Text shown =
British ultralight trike

The Flylight Motorfloater is a British ultralight trike, designed by Ben Ashman and produced by Flylight Airsports of Northamptonshire. The aircraft is supplied as a complete ready-to-fly-aircraft.

The Motorfloater was introduced at the Flying Show in Birmingham in 2010.

==Design and development==
The Motorfloater is intended as a simple, light and inexpensive aircraft with an emphasis on ease of handling and enjoyment, rather than speed. It was derived from the more complex Flylight Dragonfly and designed to comply with the Fédération Aéronautique Internationale microlight category as well as the US FAR 103 Ultralight Vehicles rules. It features a cable-braced hang glider-style high-wing, weight-shift controls, a single-seat open cockpit without a cockpit fairing, tricycle landing gear without wheel pants and a single engine in pusher configuration.

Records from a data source

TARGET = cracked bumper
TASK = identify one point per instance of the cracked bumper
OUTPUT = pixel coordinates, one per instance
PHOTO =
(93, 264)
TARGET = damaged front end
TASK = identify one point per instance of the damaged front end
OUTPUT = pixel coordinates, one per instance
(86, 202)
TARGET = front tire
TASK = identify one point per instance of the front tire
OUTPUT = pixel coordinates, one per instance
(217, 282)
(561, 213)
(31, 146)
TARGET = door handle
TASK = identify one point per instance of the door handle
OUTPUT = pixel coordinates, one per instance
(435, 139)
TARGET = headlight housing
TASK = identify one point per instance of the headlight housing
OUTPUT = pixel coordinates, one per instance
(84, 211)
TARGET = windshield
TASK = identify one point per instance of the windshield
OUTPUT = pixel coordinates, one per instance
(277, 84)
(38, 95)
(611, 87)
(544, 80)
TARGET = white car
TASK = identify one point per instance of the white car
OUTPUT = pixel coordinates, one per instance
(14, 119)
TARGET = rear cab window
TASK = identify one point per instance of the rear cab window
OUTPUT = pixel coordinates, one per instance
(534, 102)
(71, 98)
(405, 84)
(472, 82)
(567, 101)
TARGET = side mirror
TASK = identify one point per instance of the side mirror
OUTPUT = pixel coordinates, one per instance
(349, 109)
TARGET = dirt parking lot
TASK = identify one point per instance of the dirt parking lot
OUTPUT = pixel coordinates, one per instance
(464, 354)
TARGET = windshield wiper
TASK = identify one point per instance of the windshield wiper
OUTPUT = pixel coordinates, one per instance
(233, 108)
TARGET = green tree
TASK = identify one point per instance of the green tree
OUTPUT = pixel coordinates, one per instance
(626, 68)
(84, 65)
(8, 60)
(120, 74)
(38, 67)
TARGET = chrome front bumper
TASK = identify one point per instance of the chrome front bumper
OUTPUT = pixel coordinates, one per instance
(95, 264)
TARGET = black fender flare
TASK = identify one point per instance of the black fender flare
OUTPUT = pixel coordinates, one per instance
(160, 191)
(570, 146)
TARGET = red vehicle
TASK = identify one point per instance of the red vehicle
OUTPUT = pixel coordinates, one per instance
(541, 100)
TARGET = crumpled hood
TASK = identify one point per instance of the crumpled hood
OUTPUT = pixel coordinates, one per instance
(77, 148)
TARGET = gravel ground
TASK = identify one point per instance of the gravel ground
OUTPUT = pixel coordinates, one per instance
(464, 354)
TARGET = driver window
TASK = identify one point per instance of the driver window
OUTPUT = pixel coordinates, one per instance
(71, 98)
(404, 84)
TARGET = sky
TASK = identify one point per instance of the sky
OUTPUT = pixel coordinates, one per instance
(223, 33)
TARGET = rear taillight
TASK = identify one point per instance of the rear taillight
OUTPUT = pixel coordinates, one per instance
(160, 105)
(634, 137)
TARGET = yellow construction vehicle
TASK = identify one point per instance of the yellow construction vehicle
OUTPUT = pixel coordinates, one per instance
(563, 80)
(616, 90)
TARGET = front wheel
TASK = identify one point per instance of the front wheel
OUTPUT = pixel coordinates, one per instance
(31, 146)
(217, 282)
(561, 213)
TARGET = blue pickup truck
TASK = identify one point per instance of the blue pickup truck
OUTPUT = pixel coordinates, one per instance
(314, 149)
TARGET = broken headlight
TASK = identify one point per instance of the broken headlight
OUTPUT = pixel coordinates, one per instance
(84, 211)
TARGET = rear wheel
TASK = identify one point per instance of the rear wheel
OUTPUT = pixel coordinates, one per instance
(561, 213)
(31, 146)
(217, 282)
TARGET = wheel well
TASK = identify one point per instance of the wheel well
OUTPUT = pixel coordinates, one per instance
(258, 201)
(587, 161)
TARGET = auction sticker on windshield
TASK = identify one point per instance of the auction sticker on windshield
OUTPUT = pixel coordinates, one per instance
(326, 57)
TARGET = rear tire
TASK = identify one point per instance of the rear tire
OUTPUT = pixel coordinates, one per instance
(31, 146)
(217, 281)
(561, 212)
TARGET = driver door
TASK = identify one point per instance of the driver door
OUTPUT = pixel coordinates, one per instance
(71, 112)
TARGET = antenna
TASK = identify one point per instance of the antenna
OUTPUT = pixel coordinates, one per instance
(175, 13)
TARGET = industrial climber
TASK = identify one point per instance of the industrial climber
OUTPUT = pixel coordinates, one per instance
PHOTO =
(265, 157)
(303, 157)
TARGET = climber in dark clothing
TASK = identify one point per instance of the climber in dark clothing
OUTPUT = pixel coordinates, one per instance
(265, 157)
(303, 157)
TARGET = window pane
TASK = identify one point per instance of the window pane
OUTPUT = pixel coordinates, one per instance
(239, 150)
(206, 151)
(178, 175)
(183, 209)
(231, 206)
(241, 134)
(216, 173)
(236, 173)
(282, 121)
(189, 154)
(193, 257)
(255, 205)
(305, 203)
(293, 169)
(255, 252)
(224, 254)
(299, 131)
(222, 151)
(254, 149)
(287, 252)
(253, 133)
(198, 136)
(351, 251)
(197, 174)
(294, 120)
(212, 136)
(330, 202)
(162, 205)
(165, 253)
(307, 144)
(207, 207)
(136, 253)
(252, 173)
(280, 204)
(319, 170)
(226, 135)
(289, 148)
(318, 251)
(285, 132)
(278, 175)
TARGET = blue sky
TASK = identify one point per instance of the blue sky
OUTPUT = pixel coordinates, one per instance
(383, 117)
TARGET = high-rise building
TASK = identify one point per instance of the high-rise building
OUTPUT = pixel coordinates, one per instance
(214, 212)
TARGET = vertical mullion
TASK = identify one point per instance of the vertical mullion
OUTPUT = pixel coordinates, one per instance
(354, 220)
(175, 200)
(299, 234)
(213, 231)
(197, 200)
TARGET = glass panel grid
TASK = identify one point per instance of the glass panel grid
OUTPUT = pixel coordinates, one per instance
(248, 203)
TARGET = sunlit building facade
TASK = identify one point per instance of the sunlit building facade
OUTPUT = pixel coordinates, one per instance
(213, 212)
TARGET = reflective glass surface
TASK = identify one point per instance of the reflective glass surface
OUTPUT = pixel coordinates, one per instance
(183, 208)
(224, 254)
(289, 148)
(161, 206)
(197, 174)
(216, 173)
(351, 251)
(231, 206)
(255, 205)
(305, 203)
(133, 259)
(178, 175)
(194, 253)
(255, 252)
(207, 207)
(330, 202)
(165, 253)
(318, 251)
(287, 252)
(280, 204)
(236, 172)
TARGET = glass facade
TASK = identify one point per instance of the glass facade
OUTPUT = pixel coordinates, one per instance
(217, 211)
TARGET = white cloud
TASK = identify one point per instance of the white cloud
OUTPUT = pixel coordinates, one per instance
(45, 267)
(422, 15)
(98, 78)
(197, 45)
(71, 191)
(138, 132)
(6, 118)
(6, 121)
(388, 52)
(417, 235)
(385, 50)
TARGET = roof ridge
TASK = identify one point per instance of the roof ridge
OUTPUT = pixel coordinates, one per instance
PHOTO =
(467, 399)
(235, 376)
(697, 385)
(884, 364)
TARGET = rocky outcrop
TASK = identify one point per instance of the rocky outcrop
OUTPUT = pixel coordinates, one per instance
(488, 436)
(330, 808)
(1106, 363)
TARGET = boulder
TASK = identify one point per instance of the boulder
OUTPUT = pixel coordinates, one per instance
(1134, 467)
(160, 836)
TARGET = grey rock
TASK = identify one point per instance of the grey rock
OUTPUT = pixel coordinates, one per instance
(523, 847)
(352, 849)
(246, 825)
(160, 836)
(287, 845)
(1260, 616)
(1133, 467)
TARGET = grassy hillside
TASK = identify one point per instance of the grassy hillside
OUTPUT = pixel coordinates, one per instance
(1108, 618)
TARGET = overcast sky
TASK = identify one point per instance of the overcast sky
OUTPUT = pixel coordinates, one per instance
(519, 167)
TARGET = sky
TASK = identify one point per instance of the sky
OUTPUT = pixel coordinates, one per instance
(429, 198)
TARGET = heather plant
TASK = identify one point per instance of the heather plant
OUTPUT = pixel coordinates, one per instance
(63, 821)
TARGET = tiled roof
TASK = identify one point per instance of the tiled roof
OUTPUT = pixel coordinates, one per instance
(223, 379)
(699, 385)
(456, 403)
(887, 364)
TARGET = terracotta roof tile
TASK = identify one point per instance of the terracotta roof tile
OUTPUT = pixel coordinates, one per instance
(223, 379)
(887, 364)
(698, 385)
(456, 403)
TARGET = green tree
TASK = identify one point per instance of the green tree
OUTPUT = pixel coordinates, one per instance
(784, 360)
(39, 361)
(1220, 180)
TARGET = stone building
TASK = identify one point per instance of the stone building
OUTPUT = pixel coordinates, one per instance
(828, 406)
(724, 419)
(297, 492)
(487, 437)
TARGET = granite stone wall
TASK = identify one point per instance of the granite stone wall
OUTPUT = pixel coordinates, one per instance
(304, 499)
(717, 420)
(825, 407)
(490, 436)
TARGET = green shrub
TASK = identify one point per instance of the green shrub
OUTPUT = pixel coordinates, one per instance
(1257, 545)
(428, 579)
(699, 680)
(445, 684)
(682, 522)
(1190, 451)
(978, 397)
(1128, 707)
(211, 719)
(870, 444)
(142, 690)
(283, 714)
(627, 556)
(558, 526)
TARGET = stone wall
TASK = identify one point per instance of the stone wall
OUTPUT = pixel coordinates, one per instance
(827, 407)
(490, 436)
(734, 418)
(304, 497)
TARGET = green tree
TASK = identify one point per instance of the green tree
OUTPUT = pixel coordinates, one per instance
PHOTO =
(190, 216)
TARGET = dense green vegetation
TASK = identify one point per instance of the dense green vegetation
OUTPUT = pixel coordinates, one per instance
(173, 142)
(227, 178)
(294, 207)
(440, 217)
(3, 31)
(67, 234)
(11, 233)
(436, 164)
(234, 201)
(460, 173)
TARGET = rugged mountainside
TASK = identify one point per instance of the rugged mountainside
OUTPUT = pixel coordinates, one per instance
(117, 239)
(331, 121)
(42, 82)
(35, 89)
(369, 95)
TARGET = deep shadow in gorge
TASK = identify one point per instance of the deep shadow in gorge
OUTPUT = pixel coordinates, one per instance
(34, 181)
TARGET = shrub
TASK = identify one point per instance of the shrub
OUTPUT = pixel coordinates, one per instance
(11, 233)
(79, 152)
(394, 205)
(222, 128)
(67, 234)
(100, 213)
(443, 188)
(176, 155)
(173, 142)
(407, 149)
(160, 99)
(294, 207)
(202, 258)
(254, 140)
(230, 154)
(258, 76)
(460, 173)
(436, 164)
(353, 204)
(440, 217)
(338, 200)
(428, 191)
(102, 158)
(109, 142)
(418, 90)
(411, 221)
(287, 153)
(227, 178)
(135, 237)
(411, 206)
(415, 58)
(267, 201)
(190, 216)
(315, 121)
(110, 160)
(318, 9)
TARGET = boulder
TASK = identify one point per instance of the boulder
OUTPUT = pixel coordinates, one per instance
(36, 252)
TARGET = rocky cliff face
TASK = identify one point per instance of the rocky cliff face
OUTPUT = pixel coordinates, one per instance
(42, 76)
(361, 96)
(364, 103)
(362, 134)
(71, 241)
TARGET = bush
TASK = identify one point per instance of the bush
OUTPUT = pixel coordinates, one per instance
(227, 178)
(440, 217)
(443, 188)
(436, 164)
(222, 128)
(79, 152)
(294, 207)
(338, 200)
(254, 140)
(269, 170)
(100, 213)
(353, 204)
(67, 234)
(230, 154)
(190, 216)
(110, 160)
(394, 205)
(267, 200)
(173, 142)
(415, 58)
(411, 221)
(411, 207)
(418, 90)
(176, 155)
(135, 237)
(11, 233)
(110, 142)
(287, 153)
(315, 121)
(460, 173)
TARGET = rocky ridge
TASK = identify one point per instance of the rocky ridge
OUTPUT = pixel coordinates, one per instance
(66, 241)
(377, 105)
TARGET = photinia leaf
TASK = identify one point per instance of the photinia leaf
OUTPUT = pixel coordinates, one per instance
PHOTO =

Requirement 1 =
For each statement below, say whether it agrees with the ultralight trike text, answering yes or no and quoting the text's deciding words: (a) The Motorfloater was first shown at the Flying Show in Birmingham in 2010. (b) The Motorfloater is sold as a kit for home assembly. (c) The Motorfloater has a two-seat enclosed cockpit.
Requirement 2 =
Rewrite the part of the ultralight trike text starting with "The Motorfloater was" and going on through "in pusher configuration.", with "pusher" replaced by "tractor".

Written answer 1 =
(a) Yes: "The Motorfloater was introduced at the Flying Show in Birmingham in 2010."
(b) No: "The aircraft is supplied as a complete ready-to-fly-aircraft."
(c) No: "a single-seat open cockpit without a cockpit fairing"

Written answer 2 =
The Motorfloater was introduced at the Flying Show in Birmingham in 2010.

==Design and development==
The Motorfloater is intended as a simple, light and inexpensive aircraft with an emphasis on ease of handling and enjoyment, rather than speed. It was derived from the more complex Flylight Dragonfly and designed to comply with the Fédération Aéronautique Internationale microlight category as well as the US FAR 103 Ultralight Vehicles rules. It features a cable-braced hang glider-style high-wing, weight-shift controls, a single-seat open cockpit without a cockpit fairing, tricycle landing gear without wheel pants and a single engine in tractor configuration.